What follows is a block of records; restate each one word for word.

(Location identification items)
--
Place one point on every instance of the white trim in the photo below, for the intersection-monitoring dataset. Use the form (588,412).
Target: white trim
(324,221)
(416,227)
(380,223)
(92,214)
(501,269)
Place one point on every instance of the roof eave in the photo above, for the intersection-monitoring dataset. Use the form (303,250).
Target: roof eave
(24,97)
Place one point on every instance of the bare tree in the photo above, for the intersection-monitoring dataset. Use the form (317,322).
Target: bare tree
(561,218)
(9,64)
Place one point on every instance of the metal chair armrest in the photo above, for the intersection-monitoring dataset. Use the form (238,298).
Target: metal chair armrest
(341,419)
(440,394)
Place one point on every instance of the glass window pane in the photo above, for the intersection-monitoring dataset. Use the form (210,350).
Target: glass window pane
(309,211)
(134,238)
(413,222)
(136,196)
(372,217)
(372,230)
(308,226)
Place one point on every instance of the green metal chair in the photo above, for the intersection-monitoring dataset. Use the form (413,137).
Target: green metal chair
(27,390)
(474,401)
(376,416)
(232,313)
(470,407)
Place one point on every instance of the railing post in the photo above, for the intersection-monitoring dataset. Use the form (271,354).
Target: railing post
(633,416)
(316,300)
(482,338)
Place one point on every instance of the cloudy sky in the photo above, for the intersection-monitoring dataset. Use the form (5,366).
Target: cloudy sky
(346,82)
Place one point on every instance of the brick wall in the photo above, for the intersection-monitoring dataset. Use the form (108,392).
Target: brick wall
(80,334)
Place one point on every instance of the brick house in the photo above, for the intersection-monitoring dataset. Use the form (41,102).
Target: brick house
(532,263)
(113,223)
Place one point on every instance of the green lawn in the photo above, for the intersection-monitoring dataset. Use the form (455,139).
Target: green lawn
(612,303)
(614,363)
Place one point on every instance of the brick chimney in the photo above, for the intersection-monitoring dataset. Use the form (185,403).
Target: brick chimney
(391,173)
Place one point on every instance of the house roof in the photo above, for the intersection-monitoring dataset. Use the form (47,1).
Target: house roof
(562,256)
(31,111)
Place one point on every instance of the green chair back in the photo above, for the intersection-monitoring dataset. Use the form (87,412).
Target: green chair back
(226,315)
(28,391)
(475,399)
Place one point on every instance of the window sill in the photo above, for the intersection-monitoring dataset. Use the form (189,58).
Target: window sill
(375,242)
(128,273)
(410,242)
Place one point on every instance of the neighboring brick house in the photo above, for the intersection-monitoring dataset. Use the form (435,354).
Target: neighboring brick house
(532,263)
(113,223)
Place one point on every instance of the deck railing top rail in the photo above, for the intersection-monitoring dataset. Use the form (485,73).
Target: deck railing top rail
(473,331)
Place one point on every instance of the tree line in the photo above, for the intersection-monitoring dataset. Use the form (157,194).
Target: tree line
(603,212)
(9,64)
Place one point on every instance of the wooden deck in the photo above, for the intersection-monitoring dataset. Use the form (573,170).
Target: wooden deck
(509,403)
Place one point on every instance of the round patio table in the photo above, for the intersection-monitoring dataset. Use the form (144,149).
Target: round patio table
--
● REPLY
Place one point on every instance of the white trim in the photo below, for the intersection-monitoring dataset. Use the form (588,412).
Target: white trim
(324,221)
(416,227)
(380,223)
(92,214)
(501,269)
Place one point on every instance of the roof eave in the photo above, for the intersection-monitoring dataset. Use the form (303,250).
Target: roof eave
(24,97)
Place one point on every instance of the bare tree in the photo above, for the intersection-monitoring dataset. Use the form (317,322).
Target: bare tree
(561,218)
(9,64)
Place one point on every instance of the metal chair armrest in the photo above, for the intersection-monitoring dataset. Use the form (238,298).
Target: metal chair armrest
(341,419)
(440,394)
Place one point on every instance of the glass window pane in the photo above, for the intersection-monitoring dataset. Use the form (210,350).
Target: glass window pane
(309,211)
(134,238)
(413,222)
(136,196)
(372,217)
(372,230)
(308,226)
Place one point on every instance of the green metal chair in the photo above, for the intersection-monitoring dataset. Use the form (413,137).
Target: green metal chair
(27,390)
(474,401)
(376,416)
(232,313)
(470,407)
Place one point on every instance of the railing post in the photo above, for the intersection-monitoring dataset. Use the form (271,354).
Target: railing post
(633,416)
(316,300)
(482,338)
Place one point on every instance of the cloudy sky in the photo above, for the intersection-monitoring dataset. Use the form (5,366).
Target: cloudy sky
(346,82)
Place one point on every instance of the brick wall in the photo above, for the intersection-monitoring dataset. Use the form (108,392).
Target: brick wall
(80,334)
Place one point on every instance of the brick house in the photo above, for the intersection-monitoring dataset. Use the form (41,102).
Target: brick house
(532,263)
(113,223)
Place one point on every instance of the green lawn in the photo above, for the intersection-monitoring dataset. Use the form (455,139).
Target: green lawn
(612,303)
(614,363)
Place one point on every instance of the brick chimney in the photo above, for the intersection-monitoring dataset. Use the form (185,403).
Target: brick chimney
(391,173)
Place one point on every instance of the house roof in the photo above, for the intersection-monitoring dataset. Use the form (47,1).
Target: house roof
(562,256)
(31,111)
Place one point on every instance of the green chair back in the photo above, for the intersection-monitoring dataset. Use the form (87,412).
Target: green chair back
(226,315)
(28,391)
(475,399)
Place one point on every instance of the window sill in the photo above, for the intersection-monitoring dataset. Use the form (189,58).
Target: window sill
(375,242)
(128,273)
(410,242)
Place one point on every instance of the neighboring brick house in the photo above, for the intersection-monitoring dataset. Use the form (435,354).
Target: neighboring brick house
(532,263)
(113,223)
Place one point on every instance of the deck railing top rail in the photo above, for the intersection-monitoring dataset. Use the form (485,73).
Target: deck railing top rail
(473,331)
Place one point on every instance of the tree line in the photo above, for the intersection-monitoring dataset. Use the form (157,194).
Target: tree line
(603,212)
(9,64)
Place one point on every instance of the wooden deck in the photo above, for the intersection-monitoring dataset. Use the form (573,170).
Target: wooden deck
(509,403)
Place one point on every instance of the round patio table in the photo above, for the intersection-monitoring dataset. Use the form (144,149).
Target: round patio table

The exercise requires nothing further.